C. fulvescenss diet consists of rhizomes, bulbs, and roots. Pregnancy has been observed from December through February. Because pregnancy was not observed in July, it is thought they only have one litter each year.

Two species of chewing lice in the genus Geomydoecus have C. fulvescens as a host: G. fulvescens and G. veracruzensis. Both species were described in 1971 by Roger D. Price and K. C. Emerson. The flea species Dasypsyllus megasoma and Meringis altipecten were also observed on C. fulvescens; although it is thought the presence of M. altipecten is thought to have been accidental rather than due to being a typical ectoparasite for the species. The nematode species Vexillata convoluta is also a parasite of C. fulvescens.

==Genetics==
Its diploid number is 2n=40 and its fundamental number is FN=72. C. fulvescens contains an autapomorphic allele for the gene RAG1 distinguishing it from C. perotensis and C. merriami.

## What is needed
Extend the passage on C. fulvescens with its next part, starting after the sentence about the RAG1 allele. The lines after this passage are unrelated to it and have no role here.

## Data provided
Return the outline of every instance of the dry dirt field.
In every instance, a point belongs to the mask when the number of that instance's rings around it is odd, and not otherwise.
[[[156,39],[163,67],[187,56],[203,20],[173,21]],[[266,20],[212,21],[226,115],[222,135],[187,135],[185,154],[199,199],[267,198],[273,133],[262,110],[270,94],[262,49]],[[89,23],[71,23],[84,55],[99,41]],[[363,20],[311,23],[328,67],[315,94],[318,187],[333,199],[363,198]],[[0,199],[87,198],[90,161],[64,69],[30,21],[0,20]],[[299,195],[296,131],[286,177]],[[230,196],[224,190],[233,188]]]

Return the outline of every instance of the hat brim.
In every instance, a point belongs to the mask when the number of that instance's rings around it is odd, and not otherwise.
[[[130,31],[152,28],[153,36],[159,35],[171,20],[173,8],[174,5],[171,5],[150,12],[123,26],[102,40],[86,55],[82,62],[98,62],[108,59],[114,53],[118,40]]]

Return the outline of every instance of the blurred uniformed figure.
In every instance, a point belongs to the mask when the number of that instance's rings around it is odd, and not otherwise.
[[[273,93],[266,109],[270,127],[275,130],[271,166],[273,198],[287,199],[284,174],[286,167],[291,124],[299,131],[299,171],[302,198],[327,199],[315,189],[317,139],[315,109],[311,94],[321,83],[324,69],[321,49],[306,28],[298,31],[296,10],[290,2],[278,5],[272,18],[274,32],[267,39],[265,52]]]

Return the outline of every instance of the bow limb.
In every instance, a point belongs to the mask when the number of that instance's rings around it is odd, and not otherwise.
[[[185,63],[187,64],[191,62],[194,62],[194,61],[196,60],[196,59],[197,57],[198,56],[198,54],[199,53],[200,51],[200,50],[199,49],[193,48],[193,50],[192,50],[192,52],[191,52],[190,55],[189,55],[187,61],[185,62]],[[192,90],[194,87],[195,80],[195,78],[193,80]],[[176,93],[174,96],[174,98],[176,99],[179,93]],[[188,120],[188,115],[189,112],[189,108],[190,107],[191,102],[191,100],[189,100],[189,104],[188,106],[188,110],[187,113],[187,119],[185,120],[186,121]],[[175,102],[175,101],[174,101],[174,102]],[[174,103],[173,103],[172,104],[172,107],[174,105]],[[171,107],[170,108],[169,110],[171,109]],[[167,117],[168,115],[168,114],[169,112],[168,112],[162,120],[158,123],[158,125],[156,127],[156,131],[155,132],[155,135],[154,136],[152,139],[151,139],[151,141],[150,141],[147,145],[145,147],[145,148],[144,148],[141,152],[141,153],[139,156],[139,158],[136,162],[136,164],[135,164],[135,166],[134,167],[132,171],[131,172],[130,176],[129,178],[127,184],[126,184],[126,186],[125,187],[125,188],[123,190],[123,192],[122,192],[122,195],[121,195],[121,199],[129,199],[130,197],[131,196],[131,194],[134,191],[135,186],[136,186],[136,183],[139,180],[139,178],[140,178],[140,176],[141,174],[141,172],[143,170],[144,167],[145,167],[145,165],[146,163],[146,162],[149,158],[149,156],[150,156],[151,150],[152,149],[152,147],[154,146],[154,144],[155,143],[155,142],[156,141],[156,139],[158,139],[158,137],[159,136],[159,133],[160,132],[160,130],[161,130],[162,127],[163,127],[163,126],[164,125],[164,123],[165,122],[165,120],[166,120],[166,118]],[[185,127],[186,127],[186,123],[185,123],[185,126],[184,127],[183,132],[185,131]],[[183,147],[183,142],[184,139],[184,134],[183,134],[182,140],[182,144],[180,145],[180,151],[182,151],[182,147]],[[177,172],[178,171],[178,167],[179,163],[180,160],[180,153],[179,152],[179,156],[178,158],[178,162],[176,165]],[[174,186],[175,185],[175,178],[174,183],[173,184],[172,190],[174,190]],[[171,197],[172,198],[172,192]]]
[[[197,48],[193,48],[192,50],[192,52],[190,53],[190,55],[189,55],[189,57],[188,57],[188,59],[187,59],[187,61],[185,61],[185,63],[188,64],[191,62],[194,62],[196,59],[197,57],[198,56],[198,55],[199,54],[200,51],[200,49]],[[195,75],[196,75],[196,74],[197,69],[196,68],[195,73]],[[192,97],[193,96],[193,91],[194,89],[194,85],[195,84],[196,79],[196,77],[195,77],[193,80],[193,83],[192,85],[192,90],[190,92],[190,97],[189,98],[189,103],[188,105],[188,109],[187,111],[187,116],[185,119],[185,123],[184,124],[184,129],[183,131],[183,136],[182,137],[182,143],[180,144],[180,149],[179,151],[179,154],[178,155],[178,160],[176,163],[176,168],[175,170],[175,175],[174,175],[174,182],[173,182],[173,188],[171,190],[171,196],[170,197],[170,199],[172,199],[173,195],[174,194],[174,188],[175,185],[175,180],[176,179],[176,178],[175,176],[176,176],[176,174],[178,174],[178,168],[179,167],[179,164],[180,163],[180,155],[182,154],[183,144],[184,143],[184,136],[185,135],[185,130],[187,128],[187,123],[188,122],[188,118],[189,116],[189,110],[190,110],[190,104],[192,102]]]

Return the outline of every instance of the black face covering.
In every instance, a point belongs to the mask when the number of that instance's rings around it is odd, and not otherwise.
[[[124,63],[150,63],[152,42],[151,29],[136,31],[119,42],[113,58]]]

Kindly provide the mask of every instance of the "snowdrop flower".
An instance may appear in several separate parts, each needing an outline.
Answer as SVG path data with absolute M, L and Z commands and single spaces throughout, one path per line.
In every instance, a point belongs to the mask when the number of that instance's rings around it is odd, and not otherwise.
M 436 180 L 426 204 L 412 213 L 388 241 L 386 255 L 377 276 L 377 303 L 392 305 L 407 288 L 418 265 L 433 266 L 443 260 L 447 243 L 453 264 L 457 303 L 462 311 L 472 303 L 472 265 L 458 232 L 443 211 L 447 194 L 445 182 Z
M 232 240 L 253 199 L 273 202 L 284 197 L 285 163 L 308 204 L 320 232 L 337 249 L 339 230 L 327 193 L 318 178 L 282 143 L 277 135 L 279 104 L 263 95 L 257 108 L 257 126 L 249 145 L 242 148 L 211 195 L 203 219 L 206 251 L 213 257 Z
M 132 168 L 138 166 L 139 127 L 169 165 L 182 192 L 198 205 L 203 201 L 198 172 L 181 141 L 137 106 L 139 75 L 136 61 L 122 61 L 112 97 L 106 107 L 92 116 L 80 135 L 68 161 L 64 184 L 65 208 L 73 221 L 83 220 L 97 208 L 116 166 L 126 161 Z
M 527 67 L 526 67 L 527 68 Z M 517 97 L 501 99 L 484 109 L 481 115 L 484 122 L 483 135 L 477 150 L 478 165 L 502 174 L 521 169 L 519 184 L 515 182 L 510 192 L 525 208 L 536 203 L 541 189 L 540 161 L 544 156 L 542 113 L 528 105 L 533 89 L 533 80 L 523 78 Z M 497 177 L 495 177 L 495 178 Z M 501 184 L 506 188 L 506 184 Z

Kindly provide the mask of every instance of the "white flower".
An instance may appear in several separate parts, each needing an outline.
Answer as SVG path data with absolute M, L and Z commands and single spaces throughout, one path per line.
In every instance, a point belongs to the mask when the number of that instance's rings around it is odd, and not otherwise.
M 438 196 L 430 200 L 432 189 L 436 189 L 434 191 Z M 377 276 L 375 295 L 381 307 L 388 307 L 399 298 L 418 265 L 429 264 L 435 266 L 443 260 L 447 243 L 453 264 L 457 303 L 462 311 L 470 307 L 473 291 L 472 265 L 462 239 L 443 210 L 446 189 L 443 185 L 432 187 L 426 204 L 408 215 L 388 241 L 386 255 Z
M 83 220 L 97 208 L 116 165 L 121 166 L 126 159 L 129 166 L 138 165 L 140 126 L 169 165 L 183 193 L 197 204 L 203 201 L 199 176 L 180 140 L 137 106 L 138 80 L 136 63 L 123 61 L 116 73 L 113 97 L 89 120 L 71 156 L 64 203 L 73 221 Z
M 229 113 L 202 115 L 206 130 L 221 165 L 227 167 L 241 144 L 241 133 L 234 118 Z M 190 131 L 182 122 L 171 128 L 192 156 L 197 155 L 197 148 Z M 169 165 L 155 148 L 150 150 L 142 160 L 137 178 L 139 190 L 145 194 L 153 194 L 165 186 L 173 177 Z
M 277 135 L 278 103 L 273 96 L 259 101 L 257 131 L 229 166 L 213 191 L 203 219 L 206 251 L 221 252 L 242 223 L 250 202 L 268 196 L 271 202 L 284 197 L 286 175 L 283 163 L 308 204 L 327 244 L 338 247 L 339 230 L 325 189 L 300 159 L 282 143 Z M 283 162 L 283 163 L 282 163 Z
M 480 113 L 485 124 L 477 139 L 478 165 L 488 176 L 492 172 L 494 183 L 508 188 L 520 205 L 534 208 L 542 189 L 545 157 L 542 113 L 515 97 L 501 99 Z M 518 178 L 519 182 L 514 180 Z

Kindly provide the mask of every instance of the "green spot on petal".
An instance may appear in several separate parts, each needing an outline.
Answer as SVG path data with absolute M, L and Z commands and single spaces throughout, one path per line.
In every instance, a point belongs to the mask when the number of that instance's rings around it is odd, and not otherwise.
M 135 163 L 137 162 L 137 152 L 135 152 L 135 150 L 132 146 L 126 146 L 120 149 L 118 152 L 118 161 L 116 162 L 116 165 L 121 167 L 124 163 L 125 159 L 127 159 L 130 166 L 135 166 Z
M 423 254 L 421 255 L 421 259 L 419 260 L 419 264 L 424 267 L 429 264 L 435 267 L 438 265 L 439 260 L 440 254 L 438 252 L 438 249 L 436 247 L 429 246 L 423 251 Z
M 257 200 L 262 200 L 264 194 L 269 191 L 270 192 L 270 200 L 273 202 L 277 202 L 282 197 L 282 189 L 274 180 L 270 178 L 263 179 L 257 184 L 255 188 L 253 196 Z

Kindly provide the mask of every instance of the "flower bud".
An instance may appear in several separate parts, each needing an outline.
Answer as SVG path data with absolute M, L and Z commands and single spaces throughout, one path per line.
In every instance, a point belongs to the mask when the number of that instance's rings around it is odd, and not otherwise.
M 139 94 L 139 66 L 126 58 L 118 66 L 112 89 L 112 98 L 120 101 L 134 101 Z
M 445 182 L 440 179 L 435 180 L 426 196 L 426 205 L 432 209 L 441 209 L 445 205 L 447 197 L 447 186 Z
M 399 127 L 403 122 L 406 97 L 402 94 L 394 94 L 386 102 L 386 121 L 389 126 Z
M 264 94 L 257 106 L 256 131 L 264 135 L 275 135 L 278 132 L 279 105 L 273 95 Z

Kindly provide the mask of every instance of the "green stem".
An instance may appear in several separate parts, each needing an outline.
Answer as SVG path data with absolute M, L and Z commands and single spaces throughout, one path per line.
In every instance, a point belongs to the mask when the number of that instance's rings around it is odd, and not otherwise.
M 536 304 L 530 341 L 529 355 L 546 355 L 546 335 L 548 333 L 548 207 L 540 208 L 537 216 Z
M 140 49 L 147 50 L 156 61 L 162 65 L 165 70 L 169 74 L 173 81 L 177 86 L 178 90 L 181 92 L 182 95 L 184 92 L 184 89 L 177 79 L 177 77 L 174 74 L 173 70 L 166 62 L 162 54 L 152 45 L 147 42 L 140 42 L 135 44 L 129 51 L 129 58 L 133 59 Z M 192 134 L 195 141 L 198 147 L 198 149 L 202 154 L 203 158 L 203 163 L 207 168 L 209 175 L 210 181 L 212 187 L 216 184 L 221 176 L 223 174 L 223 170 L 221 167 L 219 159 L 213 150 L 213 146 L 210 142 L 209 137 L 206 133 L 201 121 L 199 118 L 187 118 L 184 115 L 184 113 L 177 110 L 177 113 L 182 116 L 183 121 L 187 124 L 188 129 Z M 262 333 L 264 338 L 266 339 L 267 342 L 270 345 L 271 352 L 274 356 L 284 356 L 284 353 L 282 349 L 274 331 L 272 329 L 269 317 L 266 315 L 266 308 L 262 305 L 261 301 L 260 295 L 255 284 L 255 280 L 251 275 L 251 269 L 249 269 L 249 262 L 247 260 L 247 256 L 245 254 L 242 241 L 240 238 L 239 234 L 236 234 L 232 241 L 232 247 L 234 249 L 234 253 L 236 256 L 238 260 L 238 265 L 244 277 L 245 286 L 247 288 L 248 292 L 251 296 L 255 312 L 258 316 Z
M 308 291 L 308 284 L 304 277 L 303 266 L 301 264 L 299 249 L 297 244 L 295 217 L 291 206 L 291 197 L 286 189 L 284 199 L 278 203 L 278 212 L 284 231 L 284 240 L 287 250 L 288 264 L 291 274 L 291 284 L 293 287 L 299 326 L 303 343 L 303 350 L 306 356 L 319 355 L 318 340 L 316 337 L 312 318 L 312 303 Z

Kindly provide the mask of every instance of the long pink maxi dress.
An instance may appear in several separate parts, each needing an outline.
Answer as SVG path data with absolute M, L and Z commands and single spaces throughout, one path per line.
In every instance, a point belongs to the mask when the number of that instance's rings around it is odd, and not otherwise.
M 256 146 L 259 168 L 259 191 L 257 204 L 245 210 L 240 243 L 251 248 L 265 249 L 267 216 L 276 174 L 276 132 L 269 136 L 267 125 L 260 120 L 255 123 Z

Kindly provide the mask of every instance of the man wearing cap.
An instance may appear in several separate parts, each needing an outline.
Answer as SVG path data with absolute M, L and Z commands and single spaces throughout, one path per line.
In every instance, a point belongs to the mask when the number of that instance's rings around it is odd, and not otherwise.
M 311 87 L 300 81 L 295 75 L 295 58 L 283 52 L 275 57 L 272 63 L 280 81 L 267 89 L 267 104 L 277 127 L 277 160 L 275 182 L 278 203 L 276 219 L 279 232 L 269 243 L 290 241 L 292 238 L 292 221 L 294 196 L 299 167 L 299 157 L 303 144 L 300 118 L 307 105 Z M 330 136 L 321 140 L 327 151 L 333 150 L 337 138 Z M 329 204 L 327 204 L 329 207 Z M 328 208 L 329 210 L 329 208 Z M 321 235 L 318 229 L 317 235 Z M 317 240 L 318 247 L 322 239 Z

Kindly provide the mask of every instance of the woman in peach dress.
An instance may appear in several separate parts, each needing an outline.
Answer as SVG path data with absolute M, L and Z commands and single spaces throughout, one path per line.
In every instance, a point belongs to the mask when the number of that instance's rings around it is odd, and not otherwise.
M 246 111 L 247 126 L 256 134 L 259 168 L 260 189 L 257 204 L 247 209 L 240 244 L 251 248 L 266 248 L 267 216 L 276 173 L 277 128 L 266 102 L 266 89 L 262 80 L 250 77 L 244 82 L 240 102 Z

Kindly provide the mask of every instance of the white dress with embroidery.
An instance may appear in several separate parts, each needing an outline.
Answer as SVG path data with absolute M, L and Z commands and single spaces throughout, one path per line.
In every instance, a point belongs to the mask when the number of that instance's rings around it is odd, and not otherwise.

## Task answer
==Conservation status and relationship with humans==
The IUCN Red List has classified this species as a least-concern species, and SEMARNAT did not include it in its 2010 list of threatened or endangered mammals of Mexico. Although its observed habitat is less than 20,000 km2, it is believed to be "common and adaptable". Part of its range is affected by habitat loss due to human expansion. C. fulvescens were found as roadkill along a highway going through its range. Mark S. Hafner wrote there ought to be further studies on its conservation status, particularly as its geographic range is smaller than that of other Mexican pocket gophers. C. fulvescens have been observed in farmland and might be considered to be a pest as they destroy crops including wheat, corn, and beans.